**Page:**
....................

- Birth name: Ko Kapches
- Origin: Canadian
- Genres: Hip hop; folk; reggae; R&B; alternative rock;
- Occupations: Musician; singer-songwriter;
- Instruments: Acoustic guitar; Vocals;
- Labels: Atlantic Records, Warner Music Canada, Great Music Agency
- Website: ko-nation.com

= KO (musician) =

Canadian musician (born c. 1986)

Ko Kapches (born c. 1986), better known by the stage name KO (/ˈkoʊ/ KOH-'), is a Canadian musician whose music is a mix of folk, hip hop, reggae, rock and R&B —a sound which KO refers to as "urban-funk and urban-folk".

==Early life and musical career==
KO was born into a middle class Greek family in Toronto; his mother was a curator for the Royal Ontario Museum and his father a real estate lawyer. Raised in the Toronto neighbourhood of Riverdale, KO grew up in a musical environment; "we always had guitars around," KO said in an interview. "I even went for guitar lessons, but after two or three lessons my teacher told me that my hands were too small and that I would never be a guitar player. I never went back."

....................

**Extracted records:**

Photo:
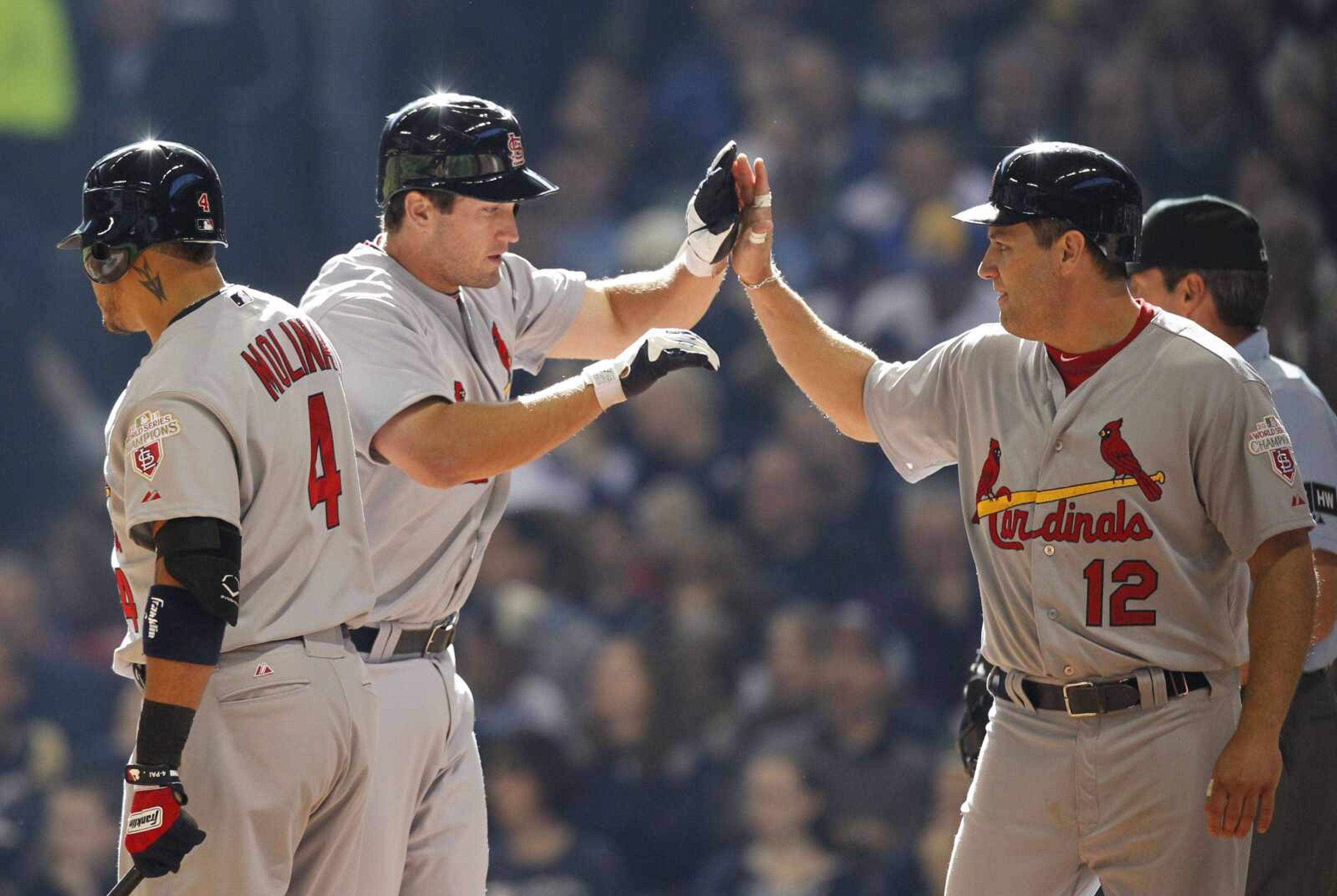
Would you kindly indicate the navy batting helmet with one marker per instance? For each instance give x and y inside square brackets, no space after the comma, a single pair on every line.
[1087,188]
[459,143]
[141,196]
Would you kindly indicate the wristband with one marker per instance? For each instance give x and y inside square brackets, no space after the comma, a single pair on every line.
[164,729]
[608,385]
[773,279]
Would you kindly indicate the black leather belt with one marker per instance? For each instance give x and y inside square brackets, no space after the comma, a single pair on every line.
[418,642]
[1081,699]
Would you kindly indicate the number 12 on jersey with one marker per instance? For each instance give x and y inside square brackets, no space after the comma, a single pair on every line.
[324,485]
[1137,581]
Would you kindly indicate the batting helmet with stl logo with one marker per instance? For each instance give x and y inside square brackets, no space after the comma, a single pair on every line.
[145,194]
[459,143]
[1092,190]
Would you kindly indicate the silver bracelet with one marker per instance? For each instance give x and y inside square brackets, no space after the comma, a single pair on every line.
[773,279]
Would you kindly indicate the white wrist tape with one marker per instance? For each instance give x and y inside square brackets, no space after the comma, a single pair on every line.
[608,384]
[696,265]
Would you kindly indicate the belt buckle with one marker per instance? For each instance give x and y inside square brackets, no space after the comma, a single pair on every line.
[446,629]
[1068,703]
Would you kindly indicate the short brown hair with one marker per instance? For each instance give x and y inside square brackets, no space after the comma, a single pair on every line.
[1049,229]
[197,253]
[393,215]
[1241,296]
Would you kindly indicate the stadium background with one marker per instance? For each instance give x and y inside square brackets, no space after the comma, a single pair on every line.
[708,622]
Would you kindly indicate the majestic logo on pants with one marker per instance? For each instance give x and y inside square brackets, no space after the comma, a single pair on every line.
[1010,515]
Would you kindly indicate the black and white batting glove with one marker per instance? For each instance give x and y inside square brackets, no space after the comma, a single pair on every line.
[650,358]
[713,216]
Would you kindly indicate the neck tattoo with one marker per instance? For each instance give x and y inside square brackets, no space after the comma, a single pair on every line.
[151,281]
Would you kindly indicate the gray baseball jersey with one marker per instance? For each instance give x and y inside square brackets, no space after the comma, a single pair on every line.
[400,343]
[1109,526]
[1313,426]
[239,414]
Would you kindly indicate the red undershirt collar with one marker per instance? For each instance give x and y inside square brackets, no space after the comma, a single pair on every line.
[1077,369]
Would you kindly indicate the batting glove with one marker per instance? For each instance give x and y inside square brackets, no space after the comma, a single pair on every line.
[713,216]
[158,831]
[650,358]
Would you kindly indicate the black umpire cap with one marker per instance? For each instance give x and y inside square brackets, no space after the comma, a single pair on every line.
[1203,233]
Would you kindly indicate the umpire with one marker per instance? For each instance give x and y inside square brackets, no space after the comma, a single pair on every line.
[1205,259]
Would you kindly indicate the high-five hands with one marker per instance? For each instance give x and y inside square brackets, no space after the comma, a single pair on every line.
[642,363]
[713,216]
[752,252]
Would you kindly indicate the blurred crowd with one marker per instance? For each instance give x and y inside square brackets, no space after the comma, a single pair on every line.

....................

**What you need to do:**
A - List every record label named in the biographical details at the top of the article on the musician KO.
B - Write the next part of the article on the musician KO, continuing right after its final sentence.

**Final answers:**
A - Atlantic Records, Warner Music Canada, Great Music Agency

B -
While staying with friends involved in hip hop, he began to experiment with recording guitar over drum beats and eventually laid some tracks in a recording studio. His parents recognized that KO was becoming serious about his music and helped to connect him with someone in the music business. By 2006 he was signed by Atlantic Records New York, along with their Canadian affiliate Warner Music Canada later that same year.

In 2019 he started working with manager Ivan Albery Powell and Great Music Agency. He released the hit song Leaving California and a video for Rise Up later that same year.

==Musical style and influences==
KO's musical style borrows elements from hip hop, folk, rock, R&B and reggae. His songs mainly feature vocals and acoustic guitar played over hip hop beats and his sound has been compared to that of musician Everlast. Although he experimented with rapping early in his music career, he has stated in an interview that he wasn't impressed by his own rapping ability and has focused his vocal efforts on singing.

KO is a fan of Nirvana and has cited Kurt Cobain as a musical influence — "Kurt Kobain" is also the title of a single from his debut album. In the bio section of KO's official website he also states that he is "still influenced by Toronto's underground rap community" and lists Everlast, Kid Rock, Ani DiFranco, Thelonious Monk and Van Morrison as some of his favourite artists.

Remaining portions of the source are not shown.